TASK TO CARRY OUT
Please copy out the entries, swapping each "french fry" for "potato wedge" and leaving everything else as it is.

DATASET ENTRIES
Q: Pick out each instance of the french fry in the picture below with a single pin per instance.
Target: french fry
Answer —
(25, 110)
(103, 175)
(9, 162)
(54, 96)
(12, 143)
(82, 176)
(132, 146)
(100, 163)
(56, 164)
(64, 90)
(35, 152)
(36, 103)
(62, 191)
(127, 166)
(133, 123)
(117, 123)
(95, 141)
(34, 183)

REPLY TO THE EXERCISE
Q: Pick out each instance of the potato wedge in the picture below with a single pin per instance.
Target: potato wedge
Answer —
(25, 110)
(103, 175)
(9, 162)
(54, 96)
(12, 143)
(82, 176)
(132, 146)
(100, 163)
(56, 164)
(64, 90)
(35, 152)
(36, 103)
(62, 191)
(127, 166)
(133, 123)
(117, 123)
(95, 141)
(34, 183)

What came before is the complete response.